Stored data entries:
┏━━

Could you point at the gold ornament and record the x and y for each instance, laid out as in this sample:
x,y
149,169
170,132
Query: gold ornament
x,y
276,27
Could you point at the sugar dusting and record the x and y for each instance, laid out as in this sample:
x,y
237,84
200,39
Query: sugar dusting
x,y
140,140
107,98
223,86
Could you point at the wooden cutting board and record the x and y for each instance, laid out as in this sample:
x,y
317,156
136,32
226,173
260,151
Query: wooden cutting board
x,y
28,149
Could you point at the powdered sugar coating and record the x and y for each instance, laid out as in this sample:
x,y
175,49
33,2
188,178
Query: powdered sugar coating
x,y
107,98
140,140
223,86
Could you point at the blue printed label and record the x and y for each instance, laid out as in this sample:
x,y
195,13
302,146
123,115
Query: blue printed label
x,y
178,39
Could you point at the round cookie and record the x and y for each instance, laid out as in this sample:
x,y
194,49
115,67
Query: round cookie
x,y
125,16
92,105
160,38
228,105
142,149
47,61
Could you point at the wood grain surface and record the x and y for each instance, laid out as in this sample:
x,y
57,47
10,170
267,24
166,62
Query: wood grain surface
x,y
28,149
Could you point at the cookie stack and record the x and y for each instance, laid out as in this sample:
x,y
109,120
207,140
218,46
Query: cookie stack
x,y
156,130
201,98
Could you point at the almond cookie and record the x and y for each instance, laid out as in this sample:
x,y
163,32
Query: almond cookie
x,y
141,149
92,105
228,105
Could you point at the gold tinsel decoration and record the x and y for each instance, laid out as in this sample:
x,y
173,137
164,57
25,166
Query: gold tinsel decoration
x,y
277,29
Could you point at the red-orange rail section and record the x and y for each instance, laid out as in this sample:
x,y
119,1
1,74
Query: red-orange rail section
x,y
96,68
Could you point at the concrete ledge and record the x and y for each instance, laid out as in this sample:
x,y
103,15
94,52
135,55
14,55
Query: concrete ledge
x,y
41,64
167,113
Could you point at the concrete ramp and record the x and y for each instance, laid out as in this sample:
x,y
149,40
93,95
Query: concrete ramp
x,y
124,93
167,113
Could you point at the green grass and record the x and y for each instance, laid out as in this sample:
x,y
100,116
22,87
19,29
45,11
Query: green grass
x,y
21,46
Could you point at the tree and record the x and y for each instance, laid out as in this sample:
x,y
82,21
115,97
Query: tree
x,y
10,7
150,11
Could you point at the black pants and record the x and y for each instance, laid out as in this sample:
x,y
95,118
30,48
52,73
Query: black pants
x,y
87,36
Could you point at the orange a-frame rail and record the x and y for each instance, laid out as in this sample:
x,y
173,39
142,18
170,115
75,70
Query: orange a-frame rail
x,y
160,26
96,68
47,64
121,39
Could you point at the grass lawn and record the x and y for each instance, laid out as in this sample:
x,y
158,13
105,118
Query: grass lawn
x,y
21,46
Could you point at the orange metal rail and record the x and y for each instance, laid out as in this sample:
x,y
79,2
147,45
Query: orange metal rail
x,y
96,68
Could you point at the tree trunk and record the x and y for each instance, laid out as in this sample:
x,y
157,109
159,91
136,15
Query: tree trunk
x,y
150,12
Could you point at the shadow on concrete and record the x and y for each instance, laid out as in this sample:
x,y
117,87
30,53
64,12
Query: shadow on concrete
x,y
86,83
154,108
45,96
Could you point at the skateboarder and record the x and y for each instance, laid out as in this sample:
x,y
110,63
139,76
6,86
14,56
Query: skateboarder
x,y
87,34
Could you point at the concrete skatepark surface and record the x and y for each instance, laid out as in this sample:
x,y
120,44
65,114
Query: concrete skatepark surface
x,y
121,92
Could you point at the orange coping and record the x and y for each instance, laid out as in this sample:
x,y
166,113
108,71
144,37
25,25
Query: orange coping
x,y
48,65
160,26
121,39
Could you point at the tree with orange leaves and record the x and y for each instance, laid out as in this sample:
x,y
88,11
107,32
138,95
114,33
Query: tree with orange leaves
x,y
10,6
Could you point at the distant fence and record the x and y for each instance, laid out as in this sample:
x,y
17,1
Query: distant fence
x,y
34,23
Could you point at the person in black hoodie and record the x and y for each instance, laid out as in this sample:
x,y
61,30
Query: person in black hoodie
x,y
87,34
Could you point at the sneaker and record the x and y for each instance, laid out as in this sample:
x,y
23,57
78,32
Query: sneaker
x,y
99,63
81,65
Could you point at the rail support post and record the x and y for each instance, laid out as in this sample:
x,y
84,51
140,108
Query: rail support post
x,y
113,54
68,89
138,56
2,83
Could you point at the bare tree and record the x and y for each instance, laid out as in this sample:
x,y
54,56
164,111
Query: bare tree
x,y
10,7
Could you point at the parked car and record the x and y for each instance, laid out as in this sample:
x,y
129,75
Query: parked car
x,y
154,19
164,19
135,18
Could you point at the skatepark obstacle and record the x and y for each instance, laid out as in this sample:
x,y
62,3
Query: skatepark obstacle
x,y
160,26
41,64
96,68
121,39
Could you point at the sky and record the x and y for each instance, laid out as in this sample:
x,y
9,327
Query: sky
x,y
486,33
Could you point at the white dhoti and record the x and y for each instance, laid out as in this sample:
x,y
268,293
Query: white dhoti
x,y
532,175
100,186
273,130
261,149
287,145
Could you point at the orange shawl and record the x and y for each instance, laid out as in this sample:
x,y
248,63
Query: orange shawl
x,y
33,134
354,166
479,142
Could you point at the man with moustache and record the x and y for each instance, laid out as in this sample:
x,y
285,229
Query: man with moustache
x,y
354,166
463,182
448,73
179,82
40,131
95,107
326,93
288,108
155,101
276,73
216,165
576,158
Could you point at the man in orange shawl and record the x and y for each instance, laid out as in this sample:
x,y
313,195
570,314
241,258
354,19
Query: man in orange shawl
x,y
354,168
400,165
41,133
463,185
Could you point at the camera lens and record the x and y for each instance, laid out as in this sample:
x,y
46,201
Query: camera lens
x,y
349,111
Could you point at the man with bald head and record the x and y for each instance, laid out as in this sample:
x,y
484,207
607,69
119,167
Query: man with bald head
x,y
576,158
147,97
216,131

┗━━

INSTRUCTIONS FOR THE TASK: Your task is to quote all of the data word for word.

SOLVED PROBLEM:
Could you point at the gold ornament and record the x and y for each instance, laid out as in this sample:
x,y
149,169
170,132
Query: gold ornament
x,y
276,27
Could you point at the sugar dusting and record the x and y for each instance, laid out as in this sample:
x,y
237,84
200,39
Query: sugar dusting
x,y
140,140
107,98
223,86
Could you point at the wooden cutting board and record the x and y for each instance, laid out as in this sample:
x,y
317,156
136,32
226,173
260,151
Query: wooden cutting board
x,y
28,149
Could you point at the powdered sugar coating and record the x and y for each instance, laid out as in this sample:
x,y
175,49
33,2
188,178
Query: powdered sugar coating
x,y
107,98
140,140
223,86
Could you point at the blue printed label and record the x and y for each instance, laid out as in this sample:
x,y
195,13
302,146
123,115
Query: blue printed label
x,y
178,39
Could you point at the round cookie and record the x and y for each instance, laid out as in this sample:
x,y
194,49
115,67
Query: round cookie
x,y
125,16
92,105
160,38
228,105
142,149
47,61
Could you point at the wood grain surface and record the x and y for each instance, laid out as in this sample:
x,y
57,47
10,170
267,24
166,62
Query: wood grain surface
x,y
28,149
Could you point at the cookie stack and record the x and y for each instance, laid out as in this sample:
x,y
109,120
207,140
218,46
Query: cookie stack
x,y
156,130
201,98
Could you point at the almond cookie and record the x and y for each instance, laid out as in this sample:
x,y
163,32
Query: almond cookie
x,y
141,149
92,105
228,105
Could you point at the gold tinsel decoration and record the x and y for each instance, laid out as in this sample:
x,y
173,137
164,57
25,166
Query: gold tinsel decoration
x,y
277,29
Could you point at the red-orange rail section and record the x and y for each instance, laid out as in this sample:
x,y
119,1
1,74
Query: red-orange rail section
x,y
96,68
Could you point at the concrete ledge and record the x and y for each instance, laid out as in this sample:
x,y
103,15
94,52
135,55
14,55
Query: concrete ledge
x,y
41,64
167,113
Could you point at the concrete ramp and record the x and y for each instance, laid out as in this sample:
x,y
149,40
93,95
Query: concrete ramp
x,y
124,93
167,113
Could you point at the green grass and record the x and y for each instance, laid out as in this sample:
x,y
100,116
22,87
19,29
45,11
Query: green grass
x,y
21,46
Could you point at the tree and record the x and y for each instance, laid out as in this sample:
x,y
82,21
115,97
Query: tree
x,y
10,7
150,11
Could you point at the black pants and record the x and y for each instance, laid out as in this sample:
x,y
95,118
30,48
52,73
Query: black pants
x,y
87,36
Could you point at the orange a-frame rail and record the x and y for each instance, laid out as in this sample:
x,y
173,39
142,18
170,115
75,70
Query: orange a-frame rail
x,y
160,26
96,68
47,64
121,39
Could you point at the grass lawn and record the x and y for each instance, laid out as in this sample:
x,y
158,13
105,118
Query: grass lawn
x,y
21,46
Could you point at the orange metal rail and record the x and y for each instance, laid out as in this sample:
x,y
79,2
147,45
Query: orange metal rail
x,y
96,68
Could you point at the tree trunk and record the x and y for each instance, laid out as in this sample:
x,y
157,109
159,91
136,15
Query: tree trunk
x,y
150,12
Could you point at the shadow on concrete and record the x and y for each instance, laid out as in this sample:
x,y
117,87
30,53
64,12
Query: shadow on concrete
x,y
86,83
154,108
45,96
Could you point at the skateboarder and record the x and y for each instance, laid out as in this sample:
x,y
110,63
139,76
6,86
14,56
Query: skateboarder
x,y
87,34
Could you point at the concrete skatepark surface and record the x and y for each instance, laid out as in this sample:
x,y
120,44
65,114
Query: concrete skatepark surface
x,y
121,92
Could you point at the orange coping and record the x and y for each instance, laid out as in this sample:
x,y
166,113
108,71
144,37
25,25
Query: orange coping
x,y
48,65
160,26
121,39
Could you point at the tree with orange leaves and record the x and y for each instance, laid out as in this sample:
x,y
88,11
107,32
138,95
114,33
Query: tree with orange leaves
x,y
10,6
Could you point at the distant fence and record the x and y for each instance, laid out as in this sample:
x,y
17,1
Query: distant fence
x,y
34,23
Could you point at the person in black hoodie and record the x and y for each instance, laid out as in this sample:
x,y
61,30
Query: person in black hoodie
x,y
87,34
Could you point at the sneaker and record the x and y for each instance, laid out as in this sample:
x,y
23,57
78,32
Query: sneaker
x,y
99,63
81,65
Could you point at the rail support post and record the x and y for each instance, laid out as in this sample:
x,y
84,51
140,108
Query: rail support post
x,y
113,54
68,89
138,56
2,83
Could you point at the bare tree and record the x and y for each instance, laid out as in this sample:
x,y
54,56
164,111
Query: bare tree
x,y
10,7
Could you point at the parked car and record the x and y for each instance, laid out as in this sample:
x,y
129,75
Query: parked car
x,y
154,19
164,19
135,18
Could you point at the skatepark obstacle and record the x and y for each instance, laid out as in this sample:
x,y
62,3
Query: skatepark obstacle
x,y
160,26
41,64
96,68
121,39
Could you point at the sky and record the x and y for each instance, laid out as in this sample:
x,y
9,327
Query: sky
x,y
486,33
Could you point at the white dhoti and record the x and y for each instance, laid out as in this sample:
x,y
268,293
Query: white dhoti
x,y
532,175
100,186
273,130
261,149
287,145
Could you point at the orange shawl and record the x and y for each instance, laid out as in this sample:
x,y
248,63
Query: orange shawl
x,y
33,134
354,166
479,142
Could you point at the man with moustache and record the x and y for each instance, laid out as in this sample:
x,y
285,229
Query: man with moustache
x,y
354,166
463,182
448,73
179,82
40,131
95,107
326,93
288,108
155,101
276,73
216,165
576,158
Could you point at the man in orange shawl and record the x and y for each instance, laid out as in this sample:
x,y
313,195
570,314
241,258
354,19
Query: man in orange shawl
x,y
354,168
400,165
41,133
463,185
Could you point at the camera lens and record the x and y for each instance, laid out as in this sample:
x,y
46,201
Query: camera lens
x,y
349,111
Could you point at the man with bald head and record the x and y for each instance, laid out as in this sample:
x,y
484,207
607,69
119,167
Query: man with bald head
x,y
576,158
147,97
216,131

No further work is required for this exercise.